Data provided
____________

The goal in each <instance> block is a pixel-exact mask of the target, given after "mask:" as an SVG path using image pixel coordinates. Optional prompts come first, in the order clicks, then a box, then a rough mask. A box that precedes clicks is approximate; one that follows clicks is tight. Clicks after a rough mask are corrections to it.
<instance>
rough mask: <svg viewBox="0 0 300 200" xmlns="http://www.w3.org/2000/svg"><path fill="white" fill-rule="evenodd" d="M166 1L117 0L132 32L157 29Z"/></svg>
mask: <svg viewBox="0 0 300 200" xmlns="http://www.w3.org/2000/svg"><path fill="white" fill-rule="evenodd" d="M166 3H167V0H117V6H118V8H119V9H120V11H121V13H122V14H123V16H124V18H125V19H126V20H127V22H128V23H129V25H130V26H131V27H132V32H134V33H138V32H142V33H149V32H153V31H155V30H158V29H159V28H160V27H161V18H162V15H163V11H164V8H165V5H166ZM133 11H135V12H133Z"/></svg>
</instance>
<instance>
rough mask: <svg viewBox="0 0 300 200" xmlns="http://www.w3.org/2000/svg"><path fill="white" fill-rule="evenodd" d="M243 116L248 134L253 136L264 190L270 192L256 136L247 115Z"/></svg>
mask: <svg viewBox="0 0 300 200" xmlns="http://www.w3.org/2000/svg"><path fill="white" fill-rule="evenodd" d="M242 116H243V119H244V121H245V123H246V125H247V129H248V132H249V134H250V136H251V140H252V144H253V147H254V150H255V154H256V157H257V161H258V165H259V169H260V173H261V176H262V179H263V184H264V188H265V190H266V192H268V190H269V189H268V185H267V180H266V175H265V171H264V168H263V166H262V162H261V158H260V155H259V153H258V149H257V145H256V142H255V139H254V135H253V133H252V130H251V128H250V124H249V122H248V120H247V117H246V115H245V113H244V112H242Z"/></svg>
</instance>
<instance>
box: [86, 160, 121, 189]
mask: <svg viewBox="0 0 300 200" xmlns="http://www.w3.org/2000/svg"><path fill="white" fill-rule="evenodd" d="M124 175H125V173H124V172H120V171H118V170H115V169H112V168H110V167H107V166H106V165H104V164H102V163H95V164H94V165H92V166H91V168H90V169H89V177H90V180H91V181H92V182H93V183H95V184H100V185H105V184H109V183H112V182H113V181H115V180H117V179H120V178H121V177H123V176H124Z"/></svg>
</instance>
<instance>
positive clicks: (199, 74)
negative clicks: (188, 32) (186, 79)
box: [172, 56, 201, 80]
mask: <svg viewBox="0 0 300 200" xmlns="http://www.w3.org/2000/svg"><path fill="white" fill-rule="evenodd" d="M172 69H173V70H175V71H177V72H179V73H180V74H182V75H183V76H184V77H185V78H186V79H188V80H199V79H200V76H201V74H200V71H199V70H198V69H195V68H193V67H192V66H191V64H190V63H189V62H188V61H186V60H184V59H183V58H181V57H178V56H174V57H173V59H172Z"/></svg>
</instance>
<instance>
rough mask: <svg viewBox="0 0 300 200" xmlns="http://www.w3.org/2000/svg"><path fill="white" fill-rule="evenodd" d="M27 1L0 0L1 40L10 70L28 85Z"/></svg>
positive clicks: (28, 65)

____________

Task description
Go back to the data above and please quote exactly, and only, the lines from the line with "box: [86, 160, 121, 189]" through its last line.

Expected answer
box: [86, 160, 121, 189]
mask: <svg viewBox="0 0 300 200" xmlns="http://www.w3.org/2000/svg"><path fill="white" fill-rule="evenodd" d="M124 175H125V173H124V172H120V171H118V170H115V169H112V168H110V167H107V166H106V165H104V164H102V163H95V164H94V165H92V166H91V168H90V169H89V177H90V180H91V181H92V182H93V183H95V184H100V185H105V184H109V183H112V182H113V181H115V180H117V179H120V178H121V177H123V176H124Z"/></svg>
</instance>
<instance>
positive clicks: (199, 74)
negative clicks: (188, 32) (186, 79)
box: [172, 56, 201, 80]
mask: <svg viewBox="0 0 300 200" xmlns="http://www.w3.org/2000/svg"><path fill="white" fill-rule="evenodd" d="M172 69H173V70H175V71H177V72H179V73H180V74H182V75H183V76H184V77H185V78H186V79H188V80H199V79H200V76H201V74H200V71H199V70H198V69H195V68H193V67H192V66H191V64H190V63H189V62H188V61H186V60H184V59H183V58H181V57H178V56H174V57H173V59H172Z"/></svg>
</instance>
<instance>
rough mask: <svg viewBox="0 0 300 200" xmlns="http://www.w3.org/2000/svg"><path fill="white" fill-rule="evenodd" d="M27 1L0 0L1 40L10 70L28 85Z"/></svg>
positive clicks: (28, 65)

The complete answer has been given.